Besides the need for raising the level of abstraction for GPU programming, the research community has also addressed the problem that porting applications from one GPU system to another, or developing multi-target applications, is complicated by the availability of a large number of APIs. Indeed, besides CUDA and OpenCL several other APIs have evolved to become widely adopted standards for graphics rendering (OpenGL, OpenGLES, Direct3D) and general-purpose computing (Vulkan, Direct3D12). Despite its cross-platform nature, OpenCL is not widely supported: a recent analysis targeting Android devices currently available in the market shows that OpenCL support is only available in 32% of these products [16]. This is, incidentally, the reason why a GPU backend for TensorFlow Lite has been only available as an OpenGLES implementation until very recently[3] A number of research and industrial efforts have addressed the need to derive some sort of unified specification/language, capable to work across

1https://www.openacc.org/
2https://www.khronos.org/sycl/
3An OpenCL implementation has been announced from TensorFlow Lite developers: https://www.tensorflow.org/lite/performance/gpu_advanced
multiple GPU APIs. RenderScript [17], an Android-specific graphics and compute API, features implementations targeting OpenCL, OpenGL and standard CPU as a backend [18].

⁂

● To be done: Reproduce the passage on GPU APIs from "1https://www.openacc.org/" up to and including "a backend [18].", substituting "Android-only" for "Android-specific".

⁂

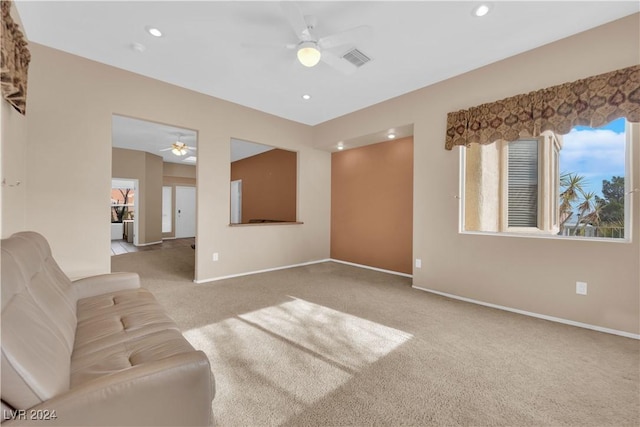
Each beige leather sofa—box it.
[1,232,214,427]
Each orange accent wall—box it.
[231,148,298,223]
[331,137,413,274]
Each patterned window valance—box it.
[445,65,640,150]
[0,0,31,114]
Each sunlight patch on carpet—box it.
[185,298,412,424]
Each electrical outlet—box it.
[576,282,587,295]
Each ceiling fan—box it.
[160,134,197,156]
[264,1,371,74]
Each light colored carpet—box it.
[112,248,640,426]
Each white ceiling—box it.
[16,0,640,129]
[111,114,198,165]
[16,0,640,159]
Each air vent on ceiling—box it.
[342,48,371,67]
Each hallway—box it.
[111,237,196,256]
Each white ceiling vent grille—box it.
[342,48,371,67]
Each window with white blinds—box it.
[507,139,539,227]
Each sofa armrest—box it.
[2,351,215,427]
[73,273,140,299]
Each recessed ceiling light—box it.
[473,3,491,17]
[131,42,147,53]
[147,27,162,37]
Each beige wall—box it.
[2,10,640,334]
[0,98,27,238]
[0,3,29,238]
[15,43,331,280]
[331,137,413,274]
[314,14,640,334]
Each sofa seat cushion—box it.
[71,329,194,388]
[76,288,159,322]
[73,289,178,355]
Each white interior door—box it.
[176,187,196,238]
[231,179,242,224]
[162,186,173,233]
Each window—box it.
[462,118,637,239]
[506,139,538,228]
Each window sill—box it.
[229,221,304,227]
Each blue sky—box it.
[560,118,625,197]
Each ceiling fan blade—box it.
[240,42,298,49]
[320,50,358,75]
[318,25,372,49]
[280,1,311,40]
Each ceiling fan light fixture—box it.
[298,42,321,67]
[171,141,189,156]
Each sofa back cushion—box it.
[1,232,77,409]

⁂

● Response:
1https://www.openacc.org/
2https://www.khronos.org/sycl/
3An OpenCL implementation has been announced from TensorFlow Lite developers: https://www.tensorflow.org/lite/performance/gpu_advanced
multiple GPU APIs. RenderScript [17], an Android-only graphics and compute API, features implementations targeting OpenCL, OpenGL and standard CPU as a backend [18].